*Data*:
_____

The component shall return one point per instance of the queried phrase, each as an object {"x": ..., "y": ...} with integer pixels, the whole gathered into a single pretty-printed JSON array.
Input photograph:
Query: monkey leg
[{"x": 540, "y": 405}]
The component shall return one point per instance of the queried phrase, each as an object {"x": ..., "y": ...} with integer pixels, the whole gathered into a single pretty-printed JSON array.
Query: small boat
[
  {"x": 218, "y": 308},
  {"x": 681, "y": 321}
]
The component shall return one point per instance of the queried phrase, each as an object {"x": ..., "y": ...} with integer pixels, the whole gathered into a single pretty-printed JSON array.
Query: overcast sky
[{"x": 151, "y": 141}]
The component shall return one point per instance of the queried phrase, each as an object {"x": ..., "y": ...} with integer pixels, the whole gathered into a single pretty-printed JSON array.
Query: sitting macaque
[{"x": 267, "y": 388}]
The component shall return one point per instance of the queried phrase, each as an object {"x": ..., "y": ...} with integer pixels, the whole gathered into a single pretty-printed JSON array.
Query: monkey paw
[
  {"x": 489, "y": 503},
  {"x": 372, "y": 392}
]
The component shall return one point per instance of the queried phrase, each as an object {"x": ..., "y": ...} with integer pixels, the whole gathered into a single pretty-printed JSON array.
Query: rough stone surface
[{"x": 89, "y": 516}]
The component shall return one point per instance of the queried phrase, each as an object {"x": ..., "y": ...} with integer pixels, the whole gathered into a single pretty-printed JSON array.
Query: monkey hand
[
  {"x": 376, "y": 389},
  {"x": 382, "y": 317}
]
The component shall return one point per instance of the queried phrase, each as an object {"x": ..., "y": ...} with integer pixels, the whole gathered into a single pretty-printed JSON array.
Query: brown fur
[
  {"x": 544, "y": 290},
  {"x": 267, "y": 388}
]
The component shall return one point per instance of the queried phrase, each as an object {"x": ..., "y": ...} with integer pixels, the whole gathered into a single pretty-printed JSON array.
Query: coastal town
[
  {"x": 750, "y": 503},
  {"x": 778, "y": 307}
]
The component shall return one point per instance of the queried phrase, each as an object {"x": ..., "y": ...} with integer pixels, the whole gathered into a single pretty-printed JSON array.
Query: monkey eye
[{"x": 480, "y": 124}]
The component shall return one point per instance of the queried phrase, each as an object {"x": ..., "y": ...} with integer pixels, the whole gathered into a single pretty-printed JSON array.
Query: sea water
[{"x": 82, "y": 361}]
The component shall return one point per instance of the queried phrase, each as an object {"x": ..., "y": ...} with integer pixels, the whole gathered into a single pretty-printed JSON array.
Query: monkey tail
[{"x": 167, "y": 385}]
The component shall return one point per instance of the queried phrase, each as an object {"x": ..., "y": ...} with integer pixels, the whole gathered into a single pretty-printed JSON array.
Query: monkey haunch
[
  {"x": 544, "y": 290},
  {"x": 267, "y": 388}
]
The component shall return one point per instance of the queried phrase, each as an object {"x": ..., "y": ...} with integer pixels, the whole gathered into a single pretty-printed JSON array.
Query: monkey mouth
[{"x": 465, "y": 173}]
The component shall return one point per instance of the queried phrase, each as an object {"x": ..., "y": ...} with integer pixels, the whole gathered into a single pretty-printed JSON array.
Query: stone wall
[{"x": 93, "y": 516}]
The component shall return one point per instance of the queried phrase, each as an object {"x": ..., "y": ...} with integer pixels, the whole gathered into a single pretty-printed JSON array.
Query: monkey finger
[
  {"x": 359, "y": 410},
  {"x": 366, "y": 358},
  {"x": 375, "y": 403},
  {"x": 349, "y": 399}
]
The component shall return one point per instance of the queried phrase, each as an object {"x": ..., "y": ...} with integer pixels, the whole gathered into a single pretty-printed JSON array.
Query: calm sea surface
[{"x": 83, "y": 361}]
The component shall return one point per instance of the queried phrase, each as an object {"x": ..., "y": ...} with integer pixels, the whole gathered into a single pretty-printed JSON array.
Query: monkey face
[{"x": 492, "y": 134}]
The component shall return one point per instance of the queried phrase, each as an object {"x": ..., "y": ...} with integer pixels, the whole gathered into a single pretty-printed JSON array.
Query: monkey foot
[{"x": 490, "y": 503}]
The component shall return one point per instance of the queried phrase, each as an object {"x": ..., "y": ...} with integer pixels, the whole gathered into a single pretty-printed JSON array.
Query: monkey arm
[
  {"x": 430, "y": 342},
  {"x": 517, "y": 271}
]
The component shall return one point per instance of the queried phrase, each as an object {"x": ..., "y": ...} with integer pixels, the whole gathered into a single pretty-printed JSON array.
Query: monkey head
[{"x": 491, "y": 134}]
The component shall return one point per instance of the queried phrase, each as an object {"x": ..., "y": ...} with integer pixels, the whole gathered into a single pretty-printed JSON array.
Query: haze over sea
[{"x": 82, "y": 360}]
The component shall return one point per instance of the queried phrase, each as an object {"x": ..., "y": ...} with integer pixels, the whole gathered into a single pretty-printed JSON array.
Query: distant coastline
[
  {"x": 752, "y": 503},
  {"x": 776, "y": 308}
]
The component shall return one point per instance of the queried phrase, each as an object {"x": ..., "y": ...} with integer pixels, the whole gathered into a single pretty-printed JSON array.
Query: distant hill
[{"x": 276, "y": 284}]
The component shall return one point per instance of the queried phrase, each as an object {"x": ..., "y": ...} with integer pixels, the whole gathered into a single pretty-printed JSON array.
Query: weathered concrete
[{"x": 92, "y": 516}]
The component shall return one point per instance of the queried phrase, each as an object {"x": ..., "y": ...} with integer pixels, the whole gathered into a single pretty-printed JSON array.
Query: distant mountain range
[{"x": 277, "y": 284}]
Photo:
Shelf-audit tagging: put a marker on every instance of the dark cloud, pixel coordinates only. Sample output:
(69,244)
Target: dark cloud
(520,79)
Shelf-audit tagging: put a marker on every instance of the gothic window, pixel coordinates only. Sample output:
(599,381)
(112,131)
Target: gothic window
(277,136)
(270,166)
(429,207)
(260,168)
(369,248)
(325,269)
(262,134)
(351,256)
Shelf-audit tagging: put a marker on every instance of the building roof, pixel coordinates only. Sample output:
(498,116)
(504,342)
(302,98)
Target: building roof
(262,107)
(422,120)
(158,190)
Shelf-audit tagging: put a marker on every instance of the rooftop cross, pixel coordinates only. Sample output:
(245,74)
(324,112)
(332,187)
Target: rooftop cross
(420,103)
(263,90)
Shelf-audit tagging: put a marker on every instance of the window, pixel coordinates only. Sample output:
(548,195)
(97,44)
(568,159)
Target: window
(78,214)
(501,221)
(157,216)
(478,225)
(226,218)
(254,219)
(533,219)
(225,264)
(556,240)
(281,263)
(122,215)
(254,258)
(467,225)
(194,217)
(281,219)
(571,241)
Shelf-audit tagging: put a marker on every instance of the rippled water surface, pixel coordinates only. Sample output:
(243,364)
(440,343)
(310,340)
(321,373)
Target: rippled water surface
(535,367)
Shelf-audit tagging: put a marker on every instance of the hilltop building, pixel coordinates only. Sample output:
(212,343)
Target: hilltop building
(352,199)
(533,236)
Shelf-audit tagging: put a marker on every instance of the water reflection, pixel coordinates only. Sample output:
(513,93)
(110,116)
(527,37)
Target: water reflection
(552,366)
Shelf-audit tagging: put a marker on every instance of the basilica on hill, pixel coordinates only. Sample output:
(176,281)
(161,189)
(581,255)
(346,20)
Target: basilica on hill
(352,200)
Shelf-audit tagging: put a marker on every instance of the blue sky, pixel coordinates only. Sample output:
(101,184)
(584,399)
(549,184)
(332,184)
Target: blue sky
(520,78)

_____

*Task description*: Your reply should be one number, namely how many lines of the material contain "only".

*Result of this exercise*: 10